**TASK DETAILS:** Once you have read the listing, write it all out exactly.

**DATA SHOWN:**
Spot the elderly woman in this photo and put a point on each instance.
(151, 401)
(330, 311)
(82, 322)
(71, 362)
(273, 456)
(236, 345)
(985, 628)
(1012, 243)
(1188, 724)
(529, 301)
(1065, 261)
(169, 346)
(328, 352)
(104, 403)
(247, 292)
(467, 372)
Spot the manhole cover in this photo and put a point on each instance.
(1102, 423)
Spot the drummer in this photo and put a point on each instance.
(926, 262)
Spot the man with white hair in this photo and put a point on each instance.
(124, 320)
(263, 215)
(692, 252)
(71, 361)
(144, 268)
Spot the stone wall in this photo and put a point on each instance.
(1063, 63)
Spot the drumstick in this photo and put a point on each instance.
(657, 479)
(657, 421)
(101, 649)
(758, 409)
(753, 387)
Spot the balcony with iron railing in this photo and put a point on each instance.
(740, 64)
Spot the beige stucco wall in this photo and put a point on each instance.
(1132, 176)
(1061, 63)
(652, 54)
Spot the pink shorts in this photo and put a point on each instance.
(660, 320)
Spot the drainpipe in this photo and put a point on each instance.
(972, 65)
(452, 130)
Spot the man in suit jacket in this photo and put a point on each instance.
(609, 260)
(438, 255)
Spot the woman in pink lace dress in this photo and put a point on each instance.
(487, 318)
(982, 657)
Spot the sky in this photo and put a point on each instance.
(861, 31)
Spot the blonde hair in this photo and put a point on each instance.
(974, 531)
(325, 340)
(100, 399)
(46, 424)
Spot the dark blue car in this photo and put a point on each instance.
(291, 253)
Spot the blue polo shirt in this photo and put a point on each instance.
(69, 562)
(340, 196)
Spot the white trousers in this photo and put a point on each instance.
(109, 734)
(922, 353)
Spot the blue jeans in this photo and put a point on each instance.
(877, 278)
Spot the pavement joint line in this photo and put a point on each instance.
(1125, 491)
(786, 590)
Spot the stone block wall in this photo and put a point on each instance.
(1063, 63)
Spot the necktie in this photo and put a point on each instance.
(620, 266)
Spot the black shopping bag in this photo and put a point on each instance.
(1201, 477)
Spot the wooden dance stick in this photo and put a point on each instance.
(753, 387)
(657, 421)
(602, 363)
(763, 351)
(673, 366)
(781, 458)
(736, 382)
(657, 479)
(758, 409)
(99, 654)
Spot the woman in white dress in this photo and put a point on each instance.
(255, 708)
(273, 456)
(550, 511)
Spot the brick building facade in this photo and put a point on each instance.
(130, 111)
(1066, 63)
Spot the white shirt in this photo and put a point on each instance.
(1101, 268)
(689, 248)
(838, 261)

**EXERCISE OUTPUT:**
Spot the elderly woman in this photo and put a point on each instance.
(151, 401)
(330, 311)
(82, 322)
(71, 362)
(273, 456)
(236, 345)
(985, 628)
(1012, 243)
(1188, 724)
(529, 301)
(1065, 261)
(169, 346)
(328, 352)
(104, 403)
(247, 292)
(467, 372)
Spot the manhole cover in this photo and put a point on each instance.
(1102, 423)
Spot the drummer in this photo and put a point on each instance.
(926, 262)
Spot the man with white hair in this photo and put a point on each instance.
(124, 320)
(263, 215)
(692, 252)
(71, 361)
(144, 268)
Spot the stone wall in this photo and put a point on each instance.
(1063, 63)
Spot the drumstick in this photo and put a point on each instance.
(657, 479)
(657, 421)
(101, 649)
(758, 409)
(753, 387)
Spot the balcony with iron railing in this photo and put a point on each instance.
(740, 64)
Spot the beige stucco wall in this photo and put a point on each instance.
(1132, 176)
(1061, 63)
(652, 54)
Spot the pink shorts in this photo and put a point on each instance.
(660, 320)
Spot the drainpipe in this photo and put a point on each instance.
(972, 65)
(452, 130)
Spot the man in suit jacket in this photo and put a point on each instance.
(609, 260)
(438, 255)
Spot the woman in pink lace dress in this photo and put a point on each instance.
(487, 318)
(982, 657)
Spot the sky in this photo and put a point on each instance.
(861, 31)
Spot the blonde hair in this photo and put a point on each instance.
(974, 531)
(325, 340)
(100, 399)
(46, 424)
Spot the dark blue car in this photo and put a point on each instance.
(291, 253)
Spot the blue polo shirt in this photo and put a point on each instance.
(69, 562)
(340, 196)
Spot the white trousers in this photo and put a point on each instance.
(109, 734)
(922, 353)
Spot the blue jeans in this photo and put a point on each instance.
(877, 278)
Spot the pavement joint line in this photo and put a point on each instance.
(1125, 491)
(786, 590)
Spot the stone block wall in this photo and put a point on each instance.
(1063, 63)
Spot the necktie in this photo and put a point on each instance.
(620, 266)
Spot the black shopping bag in this photo and put a point on each instance.
(1201, 477)
Spot the wooden dance stick in this photo and put a point on each instance.
(753, 387)
(657, 421)
(602, 363)
(763, 351)
(673, 366)
(781, 458)
(736, 382)
(657, 479)
(758, 409)
(99, 654)
Spot the woman in white dress in this photo and put a point on each instance.
(255, 708)
(273, 456)
(550, 511)
Spot the brick building facade in this photo and put a point on each instance.
(130, 111)
(1066, 63)
Spot the white shirt in this photo and put a point on each instance.
(1101, 268)
(689, 248)
(838, 261)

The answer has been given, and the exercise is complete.